▶ _TASK DESCRIPTION_: Locate each line in the records below that contains the string "cloud", and copy every such line in full, treating uppercase and lowercase as distinct.

▶ _Pointing entries for named objects_:
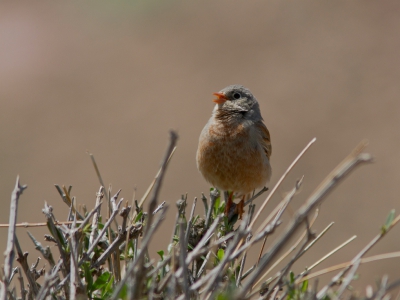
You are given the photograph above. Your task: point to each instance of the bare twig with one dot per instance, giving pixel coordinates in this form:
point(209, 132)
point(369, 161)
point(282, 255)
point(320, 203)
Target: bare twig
point(9, 253)
point(96, 215)
point(281, 180)
point(339, 173)
point(355, 260)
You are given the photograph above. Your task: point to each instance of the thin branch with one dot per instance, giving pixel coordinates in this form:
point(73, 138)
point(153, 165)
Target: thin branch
point(339, 173)
point(9, 253)
point(375, 240)
point(281, 180)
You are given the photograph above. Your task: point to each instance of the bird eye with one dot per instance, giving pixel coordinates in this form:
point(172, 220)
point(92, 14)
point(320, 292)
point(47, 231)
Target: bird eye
point(237, 96)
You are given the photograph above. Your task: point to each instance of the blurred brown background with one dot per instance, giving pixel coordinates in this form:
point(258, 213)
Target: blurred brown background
point(113, 77)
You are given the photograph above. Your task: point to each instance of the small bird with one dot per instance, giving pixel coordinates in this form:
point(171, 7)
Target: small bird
point(235, 146)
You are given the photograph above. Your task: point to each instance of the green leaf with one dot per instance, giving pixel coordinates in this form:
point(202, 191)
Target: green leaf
point(88, 276)
point(101, 280)
point(304, 286)
point(108, 288)
point(220, 254)
point(292, 277)
point(139, 217)
point(161, 253)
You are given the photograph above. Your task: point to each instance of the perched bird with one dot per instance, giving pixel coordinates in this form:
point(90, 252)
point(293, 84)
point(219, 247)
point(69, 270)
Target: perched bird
point(235, 146)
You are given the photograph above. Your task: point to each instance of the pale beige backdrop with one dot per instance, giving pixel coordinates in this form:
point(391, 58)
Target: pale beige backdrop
point(113, 78)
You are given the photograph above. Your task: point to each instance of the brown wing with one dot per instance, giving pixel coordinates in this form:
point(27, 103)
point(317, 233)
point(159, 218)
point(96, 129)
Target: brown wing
point(266, 139)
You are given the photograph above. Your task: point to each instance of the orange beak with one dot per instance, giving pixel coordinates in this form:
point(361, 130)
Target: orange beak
point(220, 98)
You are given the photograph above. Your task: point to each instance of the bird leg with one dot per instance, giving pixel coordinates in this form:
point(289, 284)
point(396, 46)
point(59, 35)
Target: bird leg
point(240, 207)
point(228, 203)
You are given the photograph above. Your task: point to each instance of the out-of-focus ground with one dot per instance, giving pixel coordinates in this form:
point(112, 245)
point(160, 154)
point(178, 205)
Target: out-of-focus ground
point(114, 77)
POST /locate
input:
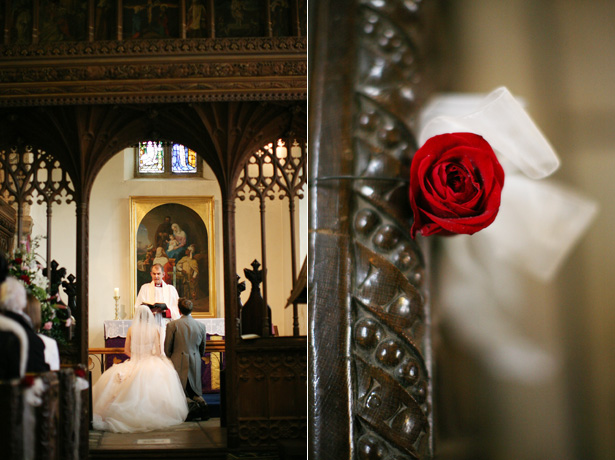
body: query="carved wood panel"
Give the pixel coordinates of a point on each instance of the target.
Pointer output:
(271, 392)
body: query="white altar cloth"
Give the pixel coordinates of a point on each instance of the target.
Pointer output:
(119, 328)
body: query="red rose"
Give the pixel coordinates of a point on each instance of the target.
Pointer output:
(455, 185)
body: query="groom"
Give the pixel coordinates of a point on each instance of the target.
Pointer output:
(184, 344)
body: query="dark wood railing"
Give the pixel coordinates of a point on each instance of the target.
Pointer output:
(57, 428)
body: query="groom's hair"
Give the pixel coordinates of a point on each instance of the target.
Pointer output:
(185, 306)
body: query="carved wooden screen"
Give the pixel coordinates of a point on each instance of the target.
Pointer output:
(28, 174)
(276, 171)
(370, 352)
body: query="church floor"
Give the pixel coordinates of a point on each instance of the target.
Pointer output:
(188, 440)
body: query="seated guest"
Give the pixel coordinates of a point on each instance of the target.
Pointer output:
(14, 346)
(52, 354)
(12, 304)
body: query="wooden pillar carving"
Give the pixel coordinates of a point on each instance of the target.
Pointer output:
(81, 315)
(370, 353)
(231, 315)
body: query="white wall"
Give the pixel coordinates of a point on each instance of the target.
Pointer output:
(560, 57)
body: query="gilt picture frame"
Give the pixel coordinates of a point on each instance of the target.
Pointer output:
(178, 233)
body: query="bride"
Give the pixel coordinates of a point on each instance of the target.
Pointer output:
(143, 393)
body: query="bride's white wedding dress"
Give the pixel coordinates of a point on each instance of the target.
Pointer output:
(143, 393)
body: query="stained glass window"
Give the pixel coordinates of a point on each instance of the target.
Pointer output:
(151, 157)
(166, 159)
(183, 159)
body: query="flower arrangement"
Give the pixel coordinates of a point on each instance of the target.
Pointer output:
(23, 265)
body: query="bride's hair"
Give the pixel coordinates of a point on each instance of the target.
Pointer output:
(145, 337)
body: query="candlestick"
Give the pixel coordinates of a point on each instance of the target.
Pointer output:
(117, 298)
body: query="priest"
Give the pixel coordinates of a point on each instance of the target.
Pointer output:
(159, 292)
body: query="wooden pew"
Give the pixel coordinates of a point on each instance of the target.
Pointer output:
(58, 428)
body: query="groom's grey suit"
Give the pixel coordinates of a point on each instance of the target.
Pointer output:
(184, 344)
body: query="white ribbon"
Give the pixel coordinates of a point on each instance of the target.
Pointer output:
(484, 277)
(539, 222)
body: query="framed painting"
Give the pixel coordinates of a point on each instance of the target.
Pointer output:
(178, 233)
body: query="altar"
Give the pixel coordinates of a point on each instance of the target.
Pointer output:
(119, 328)
(115, 336)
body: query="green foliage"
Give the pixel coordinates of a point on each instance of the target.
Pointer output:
(24, 266)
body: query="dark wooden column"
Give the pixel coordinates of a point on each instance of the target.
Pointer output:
(330, 119)
(370, 390)
(83, 222)
(231, 315)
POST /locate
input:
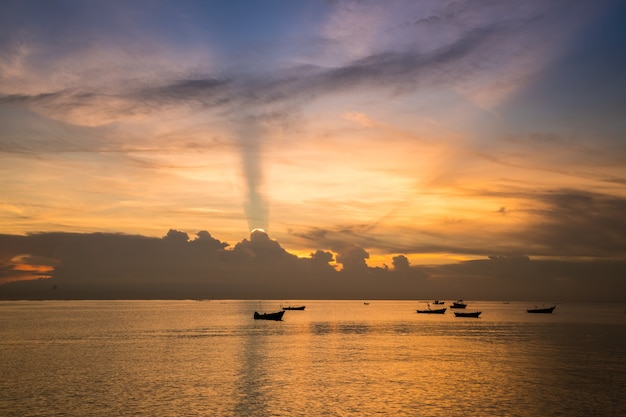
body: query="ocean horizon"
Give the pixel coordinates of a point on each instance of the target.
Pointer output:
(335, 358)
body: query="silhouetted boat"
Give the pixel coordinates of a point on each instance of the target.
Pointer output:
(431, 311)
(269, 316)
(545, 310)
(467, 313)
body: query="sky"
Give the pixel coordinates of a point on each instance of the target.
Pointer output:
(458, 144)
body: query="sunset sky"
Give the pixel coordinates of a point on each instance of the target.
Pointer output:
(444, 131)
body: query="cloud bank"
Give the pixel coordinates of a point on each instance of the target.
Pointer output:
(118, 266)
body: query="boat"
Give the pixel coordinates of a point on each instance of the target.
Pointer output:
(543, 310)
(269, 316)
(431, 311)
(467, 313)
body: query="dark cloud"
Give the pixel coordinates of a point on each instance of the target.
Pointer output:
(102, 266)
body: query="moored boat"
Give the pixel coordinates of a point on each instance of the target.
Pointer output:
(467, 313)
(431, 311)
(543, 310)
(269, 316)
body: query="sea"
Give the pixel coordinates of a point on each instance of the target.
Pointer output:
(335, 358)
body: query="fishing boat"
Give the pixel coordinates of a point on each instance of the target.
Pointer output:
(467, 313)
(543, 310)
(294, 308)
(269, 316)
(431, 311)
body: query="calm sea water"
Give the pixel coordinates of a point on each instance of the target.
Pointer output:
(336, 358)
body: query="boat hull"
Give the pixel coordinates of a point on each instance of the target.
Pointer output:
(547, 310)
(467, 314)
(269, 316)
(435, 311)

▶ _ANSWER FOR THIS EXERCISE_:
body: query="cloud bank"
body: query="dark cloud"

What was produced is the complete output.